実施する作業:
A: 次の三つの記述が、山陰両県とインドのビジネスを扱った記事の内容と合っているかどうか判定してください。(i) 国連の推計で、インドの人口は中国を抜いて世界一になった。(ii) ブレイブスタジオは鳥取市に所在する。(iii) 西村洵輝社長の年齢は35歳である。それぞれ「はい」か「いいえ」で答え、判断の根拠となる記事中の語句をそのまま引用してください。
B: 山陰両県とインドのビジネスを扱った記事について、最後に示された文の後を引き継ぎ、続きを書いてください。

インド人エンジニアと、インド現地法人の設立について話し合う西村洵輝社長(左)=松江市朝日町、ブレイブスタジオ
インド人エンジニアと、インド現地法人の設立について話し合う西村洵輝社長(左)=松江市朝日町、ブレイブスタジオ

 国連の推計で今春、インドの人口が約14億2600万人に達し、中国を抜いて世界一になった。新型コロナウイルス禍により停滞していた山陰両県とインドとのビジネスも再起動し始めた。人口減少で人手不足や市場縮小が深刻化する中、インドのパワーを取り込み、活路を見いだそうとする両県官民の動きを追った。(政経部・今井菜月)

 「1週間で20人もの応募があったんですよ」。システム開発を手がけるブレイブスタジオ(松江市朝日町)の西村洵輝社長(35)が目を輝かせた。

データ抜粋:
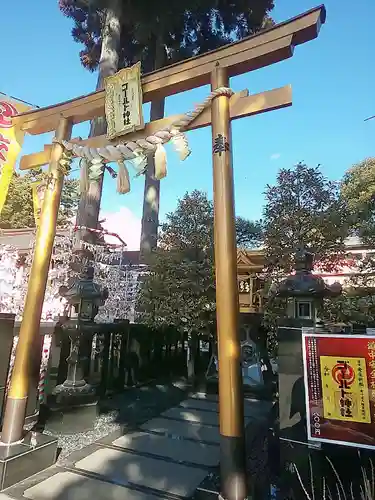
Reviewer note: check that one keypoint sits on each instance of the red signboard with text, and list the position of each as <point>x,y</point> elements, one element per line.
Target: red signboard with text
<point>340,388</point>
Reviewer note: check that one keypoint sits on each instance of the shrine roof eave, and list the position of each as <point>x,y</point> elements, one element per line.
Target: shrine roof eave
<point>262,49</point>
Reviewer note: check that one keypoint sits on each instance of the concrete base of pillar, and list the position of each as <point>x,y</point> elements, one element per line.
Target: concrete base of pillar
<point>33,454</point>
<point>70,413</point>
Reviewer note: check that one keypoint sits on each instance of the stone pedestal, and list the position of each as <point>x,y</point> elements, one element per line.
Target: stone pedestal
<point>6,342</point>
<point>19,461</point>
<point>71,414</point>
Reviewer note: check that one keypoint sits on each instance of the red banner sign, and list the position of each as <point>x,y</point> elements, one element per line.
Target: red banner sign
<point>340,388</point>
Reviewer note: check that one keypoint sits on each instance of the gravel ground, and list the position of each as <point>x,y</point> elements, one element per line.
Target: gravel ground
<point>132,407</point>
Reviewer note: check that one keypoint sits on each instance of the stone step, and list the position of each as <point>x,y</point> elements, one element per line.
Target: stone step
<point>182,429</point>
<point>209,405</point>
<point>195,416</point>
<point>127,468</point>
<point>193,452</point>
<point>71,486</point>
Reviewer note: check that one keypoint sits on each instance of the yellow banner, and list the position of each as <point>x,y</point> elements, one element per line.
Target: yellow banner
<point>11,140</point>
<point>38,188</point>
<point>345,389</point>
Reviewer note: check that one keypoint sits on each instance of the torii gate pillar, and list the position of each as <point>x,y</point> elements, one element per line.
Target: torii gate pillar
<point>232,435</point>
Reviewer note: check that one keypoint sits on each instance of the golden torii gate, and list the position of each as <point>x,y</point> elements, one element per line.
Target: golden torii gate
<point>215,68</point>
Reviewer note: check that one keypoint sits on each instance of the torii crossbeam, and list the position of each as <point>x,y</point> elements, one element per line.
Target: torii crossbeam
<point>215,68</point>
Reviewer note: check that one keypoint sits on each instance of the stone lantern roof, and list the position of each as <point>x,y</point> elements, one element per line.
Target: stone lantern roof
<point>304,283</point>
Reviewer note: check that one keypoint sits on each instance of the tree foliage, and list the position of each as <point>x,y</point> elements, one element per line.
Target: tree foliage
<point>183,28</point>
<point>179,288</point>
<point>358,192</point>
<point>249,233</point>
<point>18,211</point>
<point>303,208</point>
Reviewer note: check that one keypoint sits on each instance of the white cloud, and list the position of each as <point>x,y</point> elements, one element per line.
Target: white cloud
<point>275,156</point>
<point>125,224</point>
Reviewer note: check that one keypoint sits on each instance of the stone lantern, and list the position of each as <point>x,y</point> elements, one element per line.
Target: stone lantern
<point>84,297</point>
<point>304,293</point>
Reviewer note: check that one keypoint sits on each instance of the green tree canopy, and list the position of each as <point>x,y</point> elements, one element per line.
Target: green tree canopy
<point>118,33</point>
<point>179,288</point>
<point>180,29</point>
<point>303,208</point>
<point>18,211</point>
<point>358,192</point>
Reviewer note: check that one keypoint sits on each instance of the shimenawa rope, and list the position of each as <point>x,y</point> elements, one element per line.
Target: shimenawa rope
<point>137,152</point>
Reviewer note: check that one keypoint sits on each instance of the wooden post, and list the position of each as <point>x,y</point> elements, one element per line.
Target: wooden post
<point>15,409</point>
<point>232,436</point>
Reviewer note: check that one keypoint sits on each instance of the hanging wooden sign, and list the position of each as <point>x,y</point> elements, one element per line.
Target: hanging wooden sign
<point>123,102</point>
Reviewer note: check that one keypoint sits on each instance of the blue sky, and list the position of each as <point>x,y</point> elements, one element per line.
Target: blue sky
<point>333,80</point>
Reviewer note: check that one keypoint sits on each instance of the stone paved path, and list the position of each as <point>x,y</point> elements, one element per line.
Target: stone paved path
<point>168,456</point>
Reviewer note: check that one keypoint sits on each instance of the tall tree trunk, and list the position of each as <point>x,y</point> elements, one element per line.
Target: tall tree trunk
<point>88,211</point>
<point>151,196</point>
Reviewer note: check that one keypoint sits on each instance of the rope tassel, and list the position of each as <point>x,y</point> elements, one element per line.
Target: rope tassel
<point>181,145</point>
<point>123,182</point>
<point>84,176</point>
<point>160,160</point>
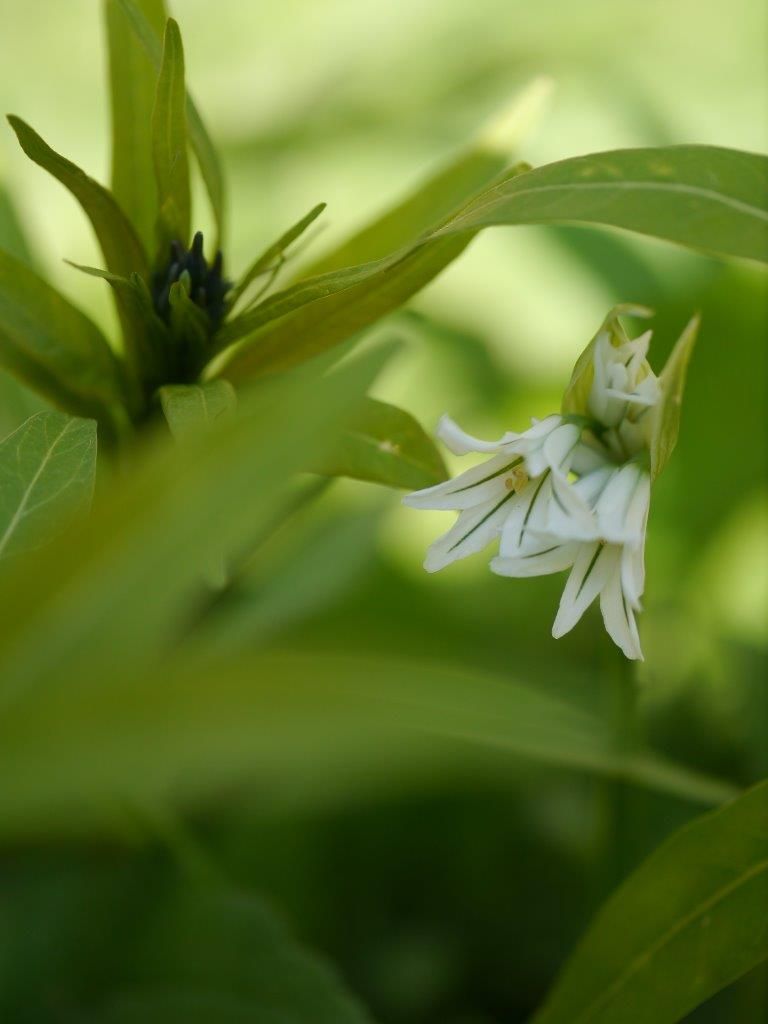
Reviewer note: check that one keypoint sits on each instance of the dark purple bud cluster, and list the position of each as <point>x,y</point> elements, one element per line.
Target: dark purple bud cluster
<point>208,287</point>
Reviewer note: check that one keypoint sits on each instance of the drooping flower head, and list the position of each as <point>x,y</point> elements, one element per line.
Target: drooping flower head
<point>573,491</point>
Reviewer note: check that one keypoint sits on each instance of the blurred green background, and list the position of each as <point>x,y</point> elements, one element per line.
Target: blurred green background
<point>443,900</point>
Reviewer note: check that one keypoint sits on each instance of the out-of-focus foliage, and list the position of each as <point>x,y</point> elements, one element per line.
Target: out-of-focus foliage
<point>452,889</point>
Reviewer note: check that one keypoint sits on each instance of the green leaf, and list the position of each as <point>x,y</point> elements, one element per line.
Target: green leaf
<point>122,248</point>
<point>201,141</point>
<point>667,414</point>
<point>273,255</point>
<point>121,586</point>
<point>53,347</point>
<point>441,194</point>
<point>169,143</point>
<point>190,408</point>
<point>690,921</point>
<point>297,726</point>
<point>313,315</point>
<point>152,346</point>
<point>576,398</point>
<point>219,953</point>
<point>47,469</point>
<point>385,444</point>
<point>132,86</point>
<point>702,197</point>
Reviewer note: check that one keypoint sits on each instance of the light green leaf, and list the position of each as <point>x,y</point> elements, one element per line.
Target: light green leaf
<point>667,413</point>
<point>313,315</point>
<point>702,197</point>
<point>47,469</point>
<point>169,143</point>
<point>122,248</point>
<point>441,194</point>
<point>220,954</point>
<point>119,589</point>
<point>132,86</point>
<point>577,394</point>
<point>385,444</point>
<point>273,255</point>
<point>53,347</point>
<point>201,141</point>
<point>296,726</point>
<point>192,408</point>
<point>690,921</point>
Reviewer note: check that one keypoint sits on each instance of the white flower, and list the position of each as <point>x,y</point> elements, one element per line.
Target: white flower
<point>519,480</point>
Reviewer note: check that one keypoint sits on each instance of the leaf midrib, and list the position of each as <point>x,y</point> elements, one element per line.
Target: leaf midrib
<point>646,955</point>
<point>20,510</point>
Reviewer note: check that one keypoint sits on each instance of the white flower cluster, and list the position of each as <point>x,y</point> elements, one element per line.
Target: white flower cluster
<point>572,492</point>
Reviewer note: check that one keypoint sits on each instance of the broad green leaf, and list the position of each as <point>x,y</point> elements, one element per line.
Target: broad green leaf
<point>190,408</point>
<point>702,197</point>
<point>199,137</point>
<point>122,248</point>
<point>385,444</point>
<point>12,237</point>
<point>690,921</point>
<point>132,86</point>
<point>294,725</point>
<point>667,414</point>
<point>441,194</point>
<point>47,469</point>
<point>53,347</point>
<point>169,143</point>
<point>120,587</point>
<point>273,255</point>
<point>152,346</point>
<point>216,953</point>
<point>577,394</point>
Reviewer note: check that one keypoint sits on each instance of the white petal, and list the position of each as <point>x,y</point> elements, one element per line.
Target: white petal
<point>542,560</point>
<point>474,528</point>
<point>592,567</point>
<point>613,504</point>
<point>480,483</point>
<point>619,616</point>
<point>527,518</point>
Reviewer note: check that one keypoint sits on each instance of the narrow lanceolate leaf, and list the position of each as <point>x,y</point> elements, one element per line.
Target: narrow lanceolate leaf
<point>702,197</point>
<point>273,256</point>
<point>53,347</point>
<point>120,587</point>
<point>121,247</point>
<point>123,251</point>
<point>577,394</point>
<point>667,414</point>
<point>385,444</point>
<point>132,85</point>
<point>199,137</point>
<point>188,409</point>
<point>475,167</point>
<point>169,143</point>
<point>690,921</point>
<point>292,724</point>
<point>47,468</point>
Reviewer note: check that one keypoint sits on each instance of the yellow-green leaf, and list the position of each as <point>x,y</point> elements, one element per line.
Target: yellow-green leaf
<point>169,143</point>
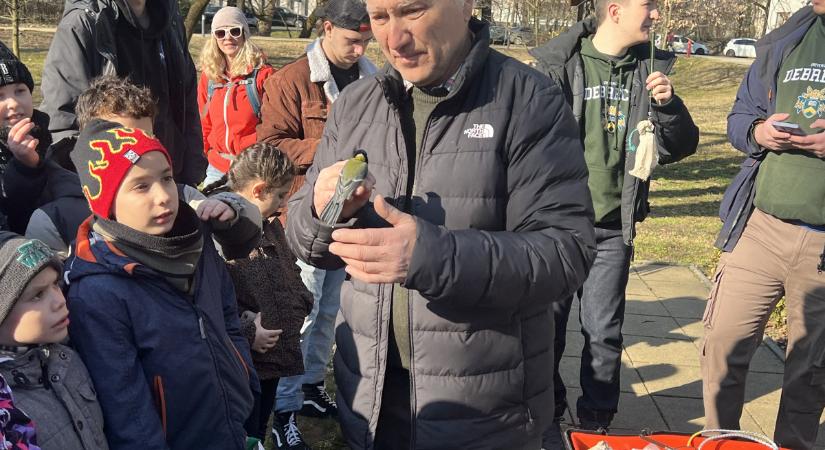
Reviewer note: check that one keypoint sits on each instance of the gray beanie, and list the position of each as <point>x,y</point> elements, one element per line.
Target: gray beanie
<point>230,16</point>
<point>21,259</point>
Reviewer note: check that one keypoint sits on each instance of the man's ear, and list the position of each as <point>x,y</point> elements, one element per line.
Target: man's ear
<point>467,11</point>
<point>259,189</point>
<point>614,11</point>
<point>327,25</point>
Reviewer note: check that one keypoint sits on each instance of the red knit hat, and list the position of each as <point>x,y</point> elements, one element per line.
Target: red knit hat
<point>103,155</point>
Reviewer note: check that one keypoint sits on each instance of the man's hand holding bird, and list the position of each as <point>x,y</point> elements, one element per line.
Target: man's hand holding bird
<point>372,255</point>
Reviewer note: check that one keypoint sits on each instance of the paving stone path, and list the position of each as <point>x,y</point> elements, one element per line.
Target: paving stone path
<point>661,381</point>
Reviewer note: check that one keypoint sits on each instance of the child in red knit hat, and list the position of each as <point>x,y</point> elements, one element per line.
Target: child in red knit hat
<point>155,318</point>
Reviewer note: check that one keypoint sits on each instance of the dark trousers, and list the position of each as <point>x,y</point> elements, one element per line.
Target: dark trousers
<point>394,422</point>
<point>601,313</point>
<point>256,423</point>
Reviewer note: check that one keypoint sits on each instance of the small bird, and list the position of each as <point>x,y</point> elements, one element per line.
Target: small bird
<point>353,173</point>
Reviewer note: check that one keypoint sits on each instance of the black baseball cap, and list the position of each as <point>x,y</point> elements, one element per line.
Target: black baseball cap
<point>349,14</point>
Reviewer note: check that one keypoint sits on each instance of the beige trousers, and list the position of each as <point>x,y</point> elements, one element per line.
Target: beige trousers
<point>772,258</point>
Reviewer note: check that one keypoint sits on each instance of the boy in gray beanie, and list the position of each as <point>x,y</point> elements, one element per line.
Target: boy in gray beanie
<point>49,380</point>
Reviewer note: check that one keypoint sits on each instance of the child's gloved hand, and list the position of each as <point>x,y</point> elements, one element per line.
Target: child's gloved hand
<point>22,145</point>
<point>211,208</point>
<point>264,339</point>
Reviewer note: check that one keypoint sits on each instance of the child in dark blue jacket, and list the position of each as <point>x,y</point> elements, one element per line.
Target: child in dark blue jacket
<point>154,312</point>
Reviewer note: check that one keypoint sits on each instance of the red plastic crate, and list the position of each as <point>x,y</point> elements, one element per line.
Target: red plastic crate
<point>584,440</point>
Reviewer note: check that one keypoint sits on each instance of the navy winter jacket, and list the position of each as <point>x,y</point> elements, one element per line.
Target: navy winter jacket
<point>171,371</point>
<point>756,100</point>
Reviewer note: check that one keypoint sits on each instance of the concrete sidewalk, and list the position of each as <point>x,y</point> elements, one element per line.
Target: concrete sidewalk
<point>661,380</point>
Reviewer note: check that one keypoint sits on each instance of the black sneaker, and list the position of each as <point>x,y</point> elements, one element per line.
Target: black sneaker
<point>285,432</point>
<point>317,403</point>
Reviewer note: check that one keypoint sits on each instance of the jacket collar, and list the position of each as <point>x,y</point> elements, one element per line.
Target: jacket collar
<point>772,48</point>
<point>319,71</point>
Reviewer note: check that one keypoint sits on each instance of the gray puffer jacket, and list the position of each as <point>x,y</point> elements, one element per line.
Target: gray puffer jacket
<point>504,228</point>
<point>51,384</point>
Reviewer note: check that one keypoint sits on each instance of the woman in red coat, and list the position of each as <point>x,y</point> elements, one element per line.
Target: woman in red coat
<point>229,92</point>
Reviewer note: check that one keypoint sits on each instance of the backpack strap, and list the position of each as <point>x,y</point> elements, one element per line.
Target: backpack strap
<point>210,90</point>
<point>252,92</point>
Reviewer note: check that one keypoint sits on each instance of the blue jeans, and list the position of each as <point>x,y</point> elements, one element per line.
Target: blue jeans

解答一覧:
A:
(i) はい。「中国を抜いて世界一になった」
(ii) いいえ。「ブレイブスタジオ(松江市朝日町)」
(iii) はい。「西村洵輝社長(35)」

B:
 2023年度中をめどに、IT人材が豊富にいる西部の都市プネに開発拠点となる現地法人の設立を目指し、インド人エンジニア4人を採用する計画だ。求人サイトで募集したところ短期間で予想外の応募があり、IT大国の圧倒的なマンパワーを実感した。

 かたや島根県情報産業協会の22年度調査では、同県内のIT企業77社のうち50社がエンジニア不足。本来必要な人数1928人に対し、11%に当たる211人が不足する厳しい状況だ。

▼若い労働人口

 インドの平均年齢は28歳で、若い労働人口が多い「人口ボーナス」が続く。働き手は今後10年間、毎年1千万人のペースで増えるとのデータもある。

 分厚い労働人口が成長をけん引し、国内総生産(GDP)は22年の5位から、27年に日独を超え3位になる見通しだ。西村社長は、現在は日本の半分程度のシステム開発単価も上昇し、5~10年後には逆転するとみる。市場としての潜在力は大きく、将来営業部隊を整え外貨を稼ぐ考えで、「今までと同じでは縮小するのみ。人が豊富で成長を続けるインドの可能性に懸けた

い」と力を込める。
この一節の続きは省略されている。